Modified milk proteins hold some promise to remove heavy metals from water according to recent studies. If confirmed it is a big breakthrough that a common product might hold a key to cleaning up contaminated water - with heavy metals such as lead and arsenic as well as radionucleide metals eg radium often seen as ground water contaminats in many countries including much of Asia.
Reports from Washington recently noted that scientists had found that proteins similar to those implicated in
Alzheimer’s disease could help purify polluted water, according to Science News.
A new
membrane uses thin amyloid protein fibers to pull heavy metals and radioactive
wastes out of water. The membranes can capture more than their own weight in
some contaminants, said scientists in the Jan. 25 report in Nature
Nanotechnology.
“I think
what’s really interesting in this study is that it actually used a protein
material, which is novel,” said Qilin Li, an environmental engineer at Rice University in Houston
who was not involved in the study. Specifically, the team converted milk
proteins into fibers of durable amyloid protein. Other amyloids are infamous
for building up in the brains of Alzheimer’s patients, but the team put their
amyloids’ sticky tendrils to different use.
When paired
with strong, porous carbon in a membrane, the lab-made amyloids successfully
filtered over 99 percent of toxic materials out of solutions that mimicked
severely polluted waters, the scientists report. The amyloids trapped particles
of lead and mercury at a molecular site that is involved in turning the
original milk protein into its pasty form. Radioactive waste particles also got
tangled in the membranes. And the membranes snagged gold contaminants, which
the team found could later be recovered and purified. A membrane with less than
6 milligrams of amyloids could trap 100 milligrams of gold, the scientists
report.

**PROBLEMS TO WORK ON:**
[A] Translate this sentence from the article on milk-protein water filters into Spanish: "A new membrane uses thin amyloid protein fibers to pull heavy metals and radioactive wastes out of water."
[B] Condense the paragraph of the article on milk-protein water filters that begins "When paired with strong, porous carbon" into a bulleted list that keeps its main facts.

**PROVIDED DATA:**

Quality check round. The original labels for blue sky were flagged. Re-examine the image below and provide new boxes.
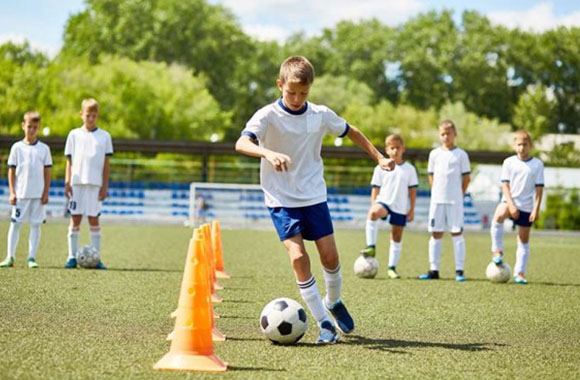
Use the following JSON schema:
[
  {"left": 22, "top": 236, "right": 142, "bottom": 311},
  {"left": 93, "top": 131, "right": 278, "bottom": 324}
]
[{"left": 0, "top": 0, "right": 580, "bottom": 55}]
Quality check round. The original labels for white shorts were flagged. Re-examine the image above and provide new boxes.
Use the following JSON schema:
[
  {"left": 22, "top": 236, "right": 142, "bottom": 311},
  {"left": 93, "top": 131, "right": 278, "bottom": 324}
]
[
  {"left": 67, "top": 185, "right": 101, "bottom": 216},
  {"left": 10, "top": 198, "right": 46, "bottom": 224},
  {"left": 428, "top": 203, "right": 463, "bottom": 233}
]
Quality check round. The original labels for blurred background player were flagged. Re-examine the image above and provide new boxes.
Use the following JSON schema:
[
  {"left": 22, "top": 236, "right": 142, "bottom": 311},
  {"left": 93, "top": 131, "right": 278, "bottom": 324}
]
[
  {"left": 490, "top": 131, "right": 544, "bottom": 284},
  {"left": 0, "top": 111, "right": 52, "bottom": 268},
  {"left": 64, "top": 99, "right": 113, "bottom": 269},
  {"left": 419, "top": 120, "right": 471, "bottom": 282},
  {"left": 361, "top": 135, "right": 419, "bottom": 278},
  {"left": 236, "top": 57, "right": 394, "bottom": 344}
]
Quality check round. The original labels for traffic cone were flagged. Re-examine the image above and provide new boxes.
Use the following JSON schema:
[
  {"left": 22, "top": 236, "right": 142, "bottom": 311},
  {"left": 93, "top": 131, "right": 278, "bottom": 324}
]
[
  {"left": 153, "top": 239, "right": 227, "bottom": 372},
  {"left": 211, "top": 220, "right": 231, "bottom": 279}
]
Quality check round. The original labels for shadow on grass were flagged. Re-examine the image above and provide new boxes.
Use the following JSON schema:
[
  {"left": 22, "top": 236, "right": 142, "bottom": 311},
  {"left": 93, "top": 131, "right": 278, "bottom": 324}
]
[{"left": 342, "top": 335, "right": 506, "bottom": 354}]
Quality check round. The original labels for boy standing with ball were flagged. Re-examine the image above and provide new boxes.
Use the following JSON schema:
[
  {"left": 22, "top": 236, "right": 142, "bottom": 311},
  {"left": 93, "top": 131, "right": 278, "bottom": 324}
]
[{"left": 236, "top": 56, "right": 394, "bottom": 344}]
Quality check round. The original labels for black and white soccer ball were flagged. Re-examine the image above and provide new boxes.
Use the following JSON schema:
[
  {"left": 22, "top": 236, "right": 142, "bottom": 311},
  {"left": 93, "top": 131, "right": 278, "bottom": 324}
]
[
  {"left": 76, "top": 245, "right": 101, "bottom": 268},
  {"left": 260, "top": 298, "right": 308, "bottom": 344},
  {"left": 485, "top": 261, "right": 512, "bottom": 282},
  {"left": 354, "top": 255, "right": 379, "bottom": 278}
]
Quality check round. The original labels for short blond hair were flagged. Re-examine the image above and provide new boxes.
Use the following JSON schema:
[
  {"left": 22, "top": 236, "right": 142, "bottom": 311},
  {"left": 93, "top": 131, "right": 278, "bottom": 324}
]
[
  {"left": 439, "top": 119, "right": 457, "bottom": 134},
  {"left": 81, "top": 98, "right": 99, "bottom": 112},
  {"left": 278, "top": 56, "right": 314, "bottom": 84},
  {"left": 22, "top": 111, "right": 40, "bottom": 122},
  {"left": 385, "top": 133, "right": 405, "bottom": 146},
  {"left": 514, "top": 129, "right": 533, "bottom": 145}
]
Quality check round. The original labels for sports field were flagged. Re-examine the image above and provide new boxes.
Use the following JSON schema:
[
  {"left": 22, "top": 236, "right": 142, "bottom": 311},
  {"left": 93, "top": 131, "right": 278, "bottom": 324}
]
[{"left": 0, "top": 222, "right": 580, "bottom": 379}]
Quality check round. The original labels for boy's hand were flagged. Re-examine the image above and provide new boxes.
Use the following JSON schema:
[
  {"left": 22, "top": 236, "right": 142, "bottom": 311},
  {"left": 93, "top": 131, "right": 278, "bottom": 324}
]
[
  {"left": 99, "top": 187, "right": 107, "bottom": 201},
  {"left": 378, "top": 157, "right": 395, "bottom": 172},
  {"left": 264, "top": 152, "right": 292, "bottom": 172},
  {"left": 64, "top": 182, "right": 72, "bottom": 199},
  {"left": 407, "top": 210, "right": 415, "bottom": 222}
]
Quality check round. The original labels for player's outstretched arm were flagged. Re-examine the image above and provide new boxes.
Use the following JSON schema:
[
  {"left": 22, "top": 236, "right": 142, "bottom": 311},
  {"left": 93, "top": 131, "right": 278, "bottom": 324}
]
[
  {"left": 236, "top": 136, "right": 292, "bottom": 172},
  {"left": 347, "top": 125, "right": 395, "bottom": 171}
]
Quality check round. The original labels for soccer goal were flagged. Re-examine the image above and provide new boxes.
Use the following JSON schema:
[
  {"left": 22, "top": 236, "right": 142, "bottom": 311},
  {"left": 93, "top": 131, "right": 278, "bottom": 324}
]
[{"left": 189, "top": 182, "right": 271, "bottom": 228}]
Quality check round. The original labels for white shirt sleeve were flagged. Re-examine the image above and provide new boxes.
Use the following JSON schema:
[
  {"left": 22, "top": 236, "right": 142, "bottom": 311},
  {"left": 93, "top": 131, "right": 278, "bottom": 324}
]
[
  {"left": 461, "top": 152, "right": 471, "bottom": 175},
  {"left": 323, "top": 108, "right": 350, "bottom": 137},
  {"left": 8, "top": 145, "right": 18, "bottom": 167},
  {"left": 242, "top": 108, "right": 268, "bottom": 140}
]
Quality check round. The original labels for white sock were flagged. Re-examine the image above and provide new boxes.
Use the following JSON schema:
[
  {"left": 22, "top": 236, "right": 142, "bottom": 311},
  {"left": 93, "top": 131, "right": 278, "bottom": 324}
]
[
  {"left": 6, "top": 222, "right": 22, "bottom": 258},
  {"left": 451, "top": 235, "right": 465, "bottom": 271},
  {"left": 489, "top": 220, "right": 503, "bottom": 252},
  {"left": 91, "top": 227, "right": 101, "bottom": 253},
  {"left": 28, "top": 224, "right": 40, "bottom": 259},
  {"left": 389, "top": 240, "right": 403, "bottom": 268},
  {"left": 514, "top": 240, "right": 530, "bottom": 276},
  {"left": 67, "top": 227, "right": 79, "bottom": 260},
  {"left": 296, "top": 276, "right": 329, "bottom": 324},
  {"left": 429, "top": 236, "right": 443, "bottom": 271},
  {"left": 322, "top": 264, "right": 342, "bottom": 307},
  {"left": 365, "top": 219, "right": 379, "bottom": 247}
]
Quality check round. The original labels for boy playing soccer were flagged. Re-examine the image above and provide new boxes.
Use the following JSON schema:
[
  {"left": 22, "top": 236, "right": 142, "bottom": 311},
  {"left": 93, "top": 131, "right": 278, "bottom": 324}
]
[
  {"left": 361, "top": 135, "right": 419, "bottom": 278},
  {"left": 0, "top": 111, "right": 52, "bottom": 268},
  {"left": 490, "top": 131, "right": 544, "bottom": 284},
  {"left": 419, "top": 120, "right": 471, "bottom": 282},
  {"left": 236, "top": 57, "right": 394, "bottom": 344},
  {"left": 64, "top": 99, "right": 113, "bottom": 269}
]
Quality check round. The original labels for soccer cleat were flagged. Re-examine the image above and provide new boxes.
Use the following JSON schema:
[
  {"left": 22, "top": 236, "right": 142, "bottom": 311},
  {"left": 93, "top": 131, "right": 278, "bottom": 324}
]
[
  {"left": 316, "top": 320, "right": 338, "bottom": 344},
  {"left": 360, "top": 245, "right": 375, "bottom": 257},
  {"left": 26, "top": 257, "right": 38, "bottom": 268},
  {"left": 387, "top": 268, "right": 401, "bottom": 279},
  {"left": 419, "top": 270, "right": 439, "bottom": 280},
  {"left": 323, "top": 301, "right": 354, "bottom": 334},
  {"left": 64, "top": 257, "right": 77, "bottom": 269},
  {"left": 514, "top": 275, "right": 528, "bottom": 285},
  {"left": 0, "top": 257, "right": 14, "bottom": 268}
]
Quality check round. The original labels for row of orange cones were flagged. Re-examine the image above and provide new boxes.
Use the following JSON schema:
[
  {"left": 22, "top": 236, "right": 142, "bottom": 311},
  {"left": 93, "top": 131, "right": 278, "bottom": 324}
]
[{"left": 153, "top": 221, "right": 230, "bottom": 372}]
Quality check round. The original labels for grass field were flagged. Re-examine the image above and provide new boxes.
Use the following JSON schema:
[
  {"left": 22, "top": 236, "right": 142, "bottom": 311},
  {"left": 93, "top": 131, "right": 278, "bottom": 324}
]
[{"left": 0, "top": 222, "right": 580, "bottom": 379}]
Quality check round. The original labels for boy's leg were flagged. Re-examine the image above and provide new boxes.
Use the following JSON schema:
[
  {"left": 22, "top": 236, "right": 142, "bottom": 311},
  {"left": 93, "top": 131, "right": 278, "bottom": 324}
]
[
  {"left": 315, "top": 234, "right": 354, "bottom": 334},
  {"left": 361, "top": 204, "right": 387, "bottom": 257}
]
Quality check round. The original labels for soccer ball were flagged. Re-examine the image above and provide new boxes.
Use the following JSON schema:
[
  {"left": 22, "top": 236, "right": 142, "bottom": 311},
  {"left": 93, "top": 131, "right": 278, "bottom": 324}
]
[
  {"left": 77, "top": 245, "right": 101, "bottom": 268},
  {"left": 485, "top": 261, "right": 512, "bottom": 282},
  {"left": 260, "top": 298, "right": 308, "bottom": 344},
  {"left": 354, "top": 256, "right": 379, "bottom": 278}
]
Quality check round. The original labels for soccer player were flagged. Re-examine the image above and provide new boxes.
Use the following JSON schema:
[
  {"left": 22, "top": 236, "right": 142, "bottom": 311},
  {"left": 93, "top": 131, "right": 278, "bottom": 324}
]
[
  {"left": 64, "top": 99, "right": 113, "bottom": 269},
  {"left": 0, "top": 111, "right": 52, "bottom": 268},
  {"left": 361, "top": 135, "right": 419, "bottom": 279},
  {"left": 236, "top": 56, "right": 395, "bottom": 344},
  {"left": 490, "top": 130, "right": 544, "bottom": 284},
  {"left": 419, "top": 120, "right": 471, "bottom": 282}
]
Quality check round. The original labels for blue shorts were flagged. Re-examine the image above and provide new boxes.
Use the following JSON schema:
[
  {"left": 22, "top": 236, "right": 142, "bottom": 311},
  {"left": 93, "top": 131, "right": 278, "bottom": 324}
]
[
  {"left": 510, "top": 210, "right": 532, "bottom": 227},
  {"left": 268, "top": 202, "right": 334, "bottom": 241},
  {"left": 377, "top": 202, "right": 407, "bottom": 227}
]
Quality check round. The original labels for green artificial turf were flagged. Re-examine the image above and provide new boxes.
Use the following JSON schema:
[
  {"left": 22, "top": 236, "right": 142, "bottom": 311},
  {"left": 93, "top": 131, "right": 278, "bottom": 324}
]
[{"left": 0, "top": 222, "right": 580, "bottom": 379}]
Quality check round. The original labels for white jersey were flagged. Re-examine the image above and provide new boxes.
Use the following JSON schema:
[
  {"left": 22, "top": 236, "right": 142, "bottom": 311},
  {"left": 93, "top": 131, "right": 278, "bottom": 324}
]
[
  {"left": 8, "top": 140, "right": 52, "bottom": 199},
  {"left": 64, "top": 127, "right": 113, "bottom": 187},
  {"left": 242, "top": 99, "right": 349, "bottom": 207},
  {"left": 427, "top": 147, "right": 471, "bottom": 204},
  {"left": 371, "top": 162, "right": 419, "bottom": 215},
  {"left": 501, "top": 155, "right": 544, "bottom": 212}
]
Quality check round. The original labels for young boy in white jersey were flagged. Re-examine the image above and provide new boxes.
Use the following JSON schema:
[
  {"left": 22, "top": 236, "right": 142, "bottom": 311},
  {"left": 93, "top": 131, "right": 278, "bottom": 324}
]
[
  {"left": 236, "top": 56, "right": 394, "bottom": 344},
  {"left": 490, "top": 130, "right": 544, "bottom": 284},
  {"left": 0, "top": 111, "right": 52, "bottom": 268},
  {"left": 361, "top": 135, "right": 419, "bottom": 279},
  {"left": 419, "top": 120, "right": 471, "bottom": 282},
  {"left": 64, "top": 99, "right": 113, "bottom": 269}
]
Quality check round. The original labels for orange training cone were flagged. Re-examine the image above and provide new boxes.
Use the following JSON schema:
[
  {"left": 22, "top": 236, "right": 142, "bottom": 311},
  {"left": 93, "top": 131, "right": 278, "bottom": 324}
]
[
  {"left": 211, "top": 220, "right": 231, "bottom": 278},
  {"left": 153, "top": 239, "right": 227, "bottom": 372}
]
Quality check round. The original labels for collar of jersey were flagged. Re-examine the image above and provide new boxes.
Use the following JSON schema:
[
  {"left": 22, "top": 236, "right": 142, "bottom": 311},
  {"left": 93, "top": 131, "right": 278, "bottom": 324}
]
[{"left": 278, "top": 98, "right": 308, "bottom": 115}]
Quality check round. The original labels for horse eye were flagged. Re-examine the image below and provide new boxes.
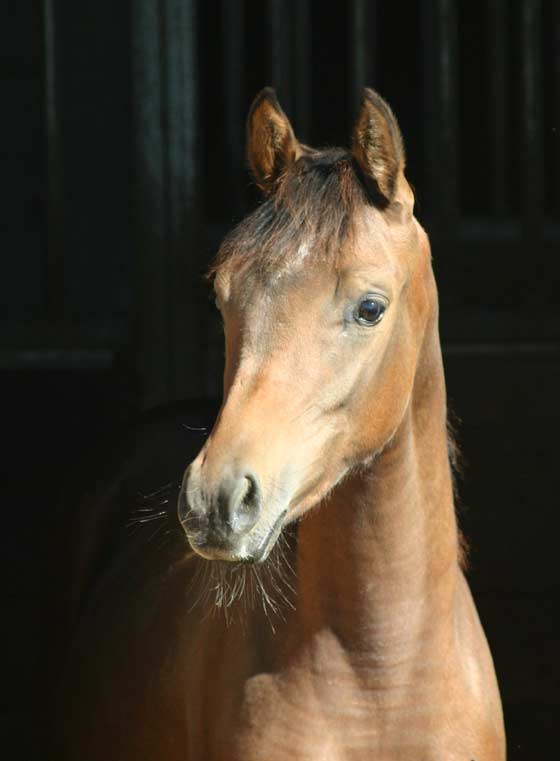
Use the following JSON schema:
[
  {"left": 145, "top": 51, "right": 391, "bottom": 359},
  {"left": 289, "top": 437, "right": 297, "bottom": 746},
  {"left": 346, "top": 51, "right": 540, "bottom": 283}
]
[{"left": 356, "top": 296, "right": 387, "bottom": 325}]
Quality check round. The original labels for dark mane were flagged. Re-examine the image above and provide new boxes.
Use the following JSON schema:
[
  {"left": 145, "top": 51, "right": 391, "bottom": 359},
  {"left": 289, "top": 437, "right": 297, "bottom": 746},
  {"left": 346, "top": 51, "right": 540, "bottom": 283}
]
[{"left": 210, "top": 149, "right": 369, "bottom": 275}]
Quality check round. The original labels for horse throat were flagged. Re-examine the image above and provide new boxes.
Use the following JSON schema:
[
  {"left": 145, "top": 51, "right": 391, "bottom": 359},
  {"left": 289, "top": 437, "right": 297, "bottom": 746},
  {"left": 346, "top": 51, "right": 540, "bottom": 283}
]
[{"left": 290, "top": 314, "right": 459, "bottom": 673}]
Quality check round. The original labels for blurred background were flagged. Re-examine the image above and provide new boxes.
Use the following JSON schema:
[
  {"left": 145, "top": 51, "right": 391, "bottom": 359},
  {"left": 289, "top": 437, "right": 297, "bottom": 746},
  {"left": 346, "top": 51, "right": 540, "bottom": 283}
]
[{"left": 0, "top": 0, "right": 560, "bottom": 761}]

**RESULTS:**
[A] Una nueva membrana utiliza finas fibras de proteína amiloide para extraer del agua metales pesados y desechos radiactivos.

[B]
- Combined with strong, porous carbon in a membrane, the lab-made amyloids filtered over 99 percent of toxic materials from solutions that mimicked severely polluted waters.
- Lead and mercury particles were trapped at a molecular site involved in turning the original milk protein into its pasty form.
- Radioactive waste particles also became tangled in the membranes.
- The membranes caught gold contaminants, which could later be recovered and purified.
- A membrane with less than 6 milligrams of amyloids could trap 100 milligrams of gold.